TEXTO PARA LEITURA.
──────────────────────────────

Nas Entrelinhas: Luiz Carlos Azedo
Correio Braziliense - 10/08/2014
O senso comum é de que o pleito será decidido em razão do tempo de
televisão e do volume de recursos financeiros de cada candidato, não em
consequência do debate sobre os reais problemas da sociedade
As ideias da filósofa judia alemã
Hannah Arendt, autora de Raízes do Totalitarismo e A Condição Humana,
falecida em dezembro de 1975, permanecem atuais, embora pouco conhecidas
do grande público. Hannah era uma democrata radical, com muitos
adversários à direita e à esquerda, que provocou grande celeuma nos
círculos intelectuais de Nova York, onde havia se radicado após fugir do
nazismo, devido a um ensaio político — meio jornalístico, meio
filosófico —, no qual narra o julgamento do criminoso nazista Adolf
Eichmann.
Série de cinco artigos publicados na revista The New Yorker,
Eichmann em Jerusalém, como se intitula a obra, é a base do roteiro do
filme Hannah Arendt, que muitos tiveram a oportunidade de assistir no
Brasil. Dirigido por Margarethe Von Trotta, com Barbara Sukowa no papel
principal, a produção alemã de 2012 narra o julgamento midiático do
criminoso nazista, que fora sequestrado por um comando israelense em
Buenos Aires e levado para Israel.
Em vez de um monstro sanguinário, como todos esperavam, Eichmann era um
funcionário como outro qualquer, um burocrata cumpridor do seu dever.
Por meio desse personagem, a filosofa descreve a “banalidade do mal”, ou
seja, o poder do Estado de igualar o exercício da violência homicida ao
mero cumprimento da atividade burocrática. Além de mostrar como a
burocratização do serviço público pode se traduzir na capacidade
destrutiva do Estado, Hannah causou polêmica porque pôs o dedo na ferida
da colaboração de líderes judeus com o nazismo, o que revoltou a
comunidade judaica, principalmente nos Estados Unidos.

──────────────────────────────

Trechos do conjunto de dados de apontamento.
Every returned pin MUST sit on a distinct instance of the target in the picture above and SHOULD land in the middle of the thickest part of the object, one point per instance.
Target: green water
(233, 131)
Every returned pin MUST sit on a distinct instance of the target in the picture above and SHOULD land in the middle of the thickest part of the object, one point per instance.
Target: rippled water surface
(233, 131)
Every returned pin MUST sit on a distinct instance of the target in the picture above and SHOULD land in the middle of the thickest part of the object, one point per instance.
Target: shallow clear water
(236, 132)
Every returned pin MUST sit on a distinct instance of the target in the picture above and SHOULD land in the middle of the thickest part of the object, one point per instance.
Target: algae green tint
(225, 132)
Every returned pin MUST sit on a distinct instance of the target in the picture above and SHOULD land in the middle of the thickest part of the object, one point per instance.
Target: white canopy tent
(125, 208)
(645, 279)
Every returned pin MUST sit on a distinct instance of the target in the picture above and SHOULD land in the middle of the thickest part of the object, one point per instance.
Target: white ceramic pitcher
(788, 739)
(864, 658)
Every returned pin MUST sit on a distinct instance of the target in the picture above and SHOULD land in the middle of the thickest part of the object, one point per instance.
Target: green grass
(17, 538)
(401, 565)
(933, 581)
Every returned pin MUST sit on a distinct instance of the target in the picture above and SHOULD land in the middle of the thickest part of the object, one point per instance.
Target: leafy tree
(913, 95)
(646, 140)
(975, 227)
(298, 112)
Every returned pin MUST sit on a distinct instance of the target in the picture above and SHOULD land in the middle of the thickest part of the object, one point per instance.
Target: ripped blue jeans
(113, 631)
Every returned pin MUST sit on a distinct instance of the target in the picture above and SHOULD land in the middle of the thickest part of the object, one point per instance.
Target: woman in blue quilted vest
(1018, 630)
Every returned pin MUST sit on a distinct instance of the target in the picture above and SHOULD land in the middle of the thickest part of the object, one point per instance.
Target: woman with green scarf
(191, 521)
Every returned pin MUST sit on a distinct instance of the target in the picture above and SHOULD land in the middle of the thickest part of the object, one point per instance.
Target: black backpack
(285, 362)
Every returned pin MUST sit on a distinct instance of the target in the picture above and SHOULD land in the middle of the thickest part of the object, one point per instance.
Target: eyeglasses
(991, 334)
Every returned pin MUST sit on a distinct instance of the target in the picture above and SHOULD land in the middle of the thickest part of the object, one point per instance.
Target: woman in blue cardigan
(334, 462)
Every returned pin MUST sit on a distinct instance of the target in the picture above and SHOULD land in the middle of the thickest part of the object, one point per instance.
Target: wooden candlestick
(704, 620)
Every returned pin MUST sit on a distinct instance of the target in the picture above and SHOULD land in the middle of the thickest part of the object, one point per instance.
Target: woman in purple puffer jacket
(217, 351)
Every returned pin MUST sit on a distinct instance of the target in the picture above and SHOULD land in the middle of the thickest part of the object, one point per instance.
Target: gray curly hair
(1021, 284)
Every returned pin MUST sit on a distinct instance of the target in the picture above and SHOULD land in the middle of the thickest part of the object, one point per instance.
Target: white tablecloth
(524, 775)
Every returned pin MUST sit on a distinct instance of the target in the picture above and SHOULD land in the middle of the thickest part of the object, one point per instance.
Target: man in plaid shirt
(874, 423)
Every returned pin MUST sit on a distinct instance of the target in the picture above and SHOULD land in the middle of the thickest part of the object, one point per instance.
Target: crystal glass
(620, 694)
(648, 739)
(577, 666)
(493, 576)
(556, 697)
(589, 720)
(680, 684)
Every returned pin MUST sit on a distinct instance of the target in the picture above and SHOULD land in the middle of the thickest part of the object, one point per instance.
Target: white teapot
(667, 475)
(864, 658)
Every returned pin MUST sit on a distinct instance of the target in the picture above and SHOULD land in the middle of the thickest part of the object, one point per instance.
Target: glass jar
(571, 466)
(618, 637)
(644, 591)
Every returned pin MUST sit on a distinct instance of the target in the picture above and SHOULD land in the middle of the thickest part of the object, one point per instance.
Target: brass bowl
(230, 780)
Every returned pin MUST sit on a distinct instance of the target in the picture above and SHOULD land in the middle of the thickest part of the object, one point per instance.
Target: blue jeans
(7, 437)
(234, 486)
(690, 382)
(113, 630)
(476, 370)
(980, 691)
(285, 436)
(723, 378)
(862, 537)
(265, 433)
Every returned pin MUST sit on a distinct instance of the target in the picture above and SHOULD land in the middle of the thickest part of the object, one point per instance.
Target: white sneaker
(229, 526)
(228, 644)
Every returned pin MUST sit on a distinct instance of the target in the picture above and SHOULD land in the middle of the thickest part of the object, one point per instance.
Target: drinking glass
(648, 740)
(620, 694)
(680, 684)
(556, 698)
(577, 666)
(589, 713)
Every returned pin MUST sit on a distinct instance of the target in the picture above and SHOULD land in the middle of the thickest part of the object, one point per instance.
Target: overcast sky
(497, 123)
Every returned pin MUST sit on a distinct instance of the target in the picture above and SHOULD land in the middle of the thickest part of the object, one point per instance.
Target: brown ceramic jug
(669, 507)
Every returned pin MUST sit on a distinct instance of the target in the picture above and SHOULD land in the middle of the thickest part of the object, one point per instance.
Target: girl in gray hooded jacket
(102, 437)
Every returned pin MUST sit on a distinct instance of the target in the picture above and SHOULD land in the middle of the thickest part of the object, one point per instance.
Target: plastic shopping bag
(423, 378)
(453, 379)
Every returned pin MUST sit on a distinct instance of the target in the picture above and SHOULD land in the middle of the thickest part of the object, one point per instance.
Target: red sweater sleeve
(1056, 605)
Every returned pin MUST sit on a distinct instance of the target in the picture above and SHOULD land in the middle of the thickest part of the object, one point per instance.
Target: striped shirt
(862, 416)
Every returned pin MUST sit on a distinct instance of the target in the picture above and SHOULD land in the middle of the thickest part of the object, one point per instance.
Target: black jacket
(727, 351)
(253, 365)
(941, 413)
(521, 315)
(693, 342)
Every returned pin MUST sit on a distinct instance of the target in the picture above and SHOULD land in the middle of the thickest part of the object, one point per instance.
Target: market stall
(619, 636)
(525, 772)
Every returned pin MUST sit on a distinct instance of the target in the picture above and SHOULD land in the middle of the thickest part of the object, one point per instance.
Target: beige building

──────────────────────────────

TAREFAS A REALIZAR.
1. Copie do texto sobre Hannah Arendt o trecho que começa em "Por meio desse" e segue até "nos Estados Unidos.".
2. Liste todas as pessoas mencionadas pelo nome no texto sobre Hannah Arendt.

SOLUÇÕES.
1.
Por meio desse personagem, a filosofa descreve a “banalidade do mal”, ou
seja, o poder do Estado de igualar o exercício da violência homicida ao
mero cumprimento da atividade burocrática. Além de mostrar como a
burocratização do serviço público pode se traduzir na capacidade
destrutiva do Estado, Hannah causou polêmica porque pôs o dedo na ferida
da colaboração de líderes judeus com o nazismo, o que revoltou a
comunidade judaica, principalmente nos Estados Unidos.

2. Luiz Carlos Azedo, Hannah Arendt, Adolf Eichmann, Margarethe Von Trotta, Barbara Sukowa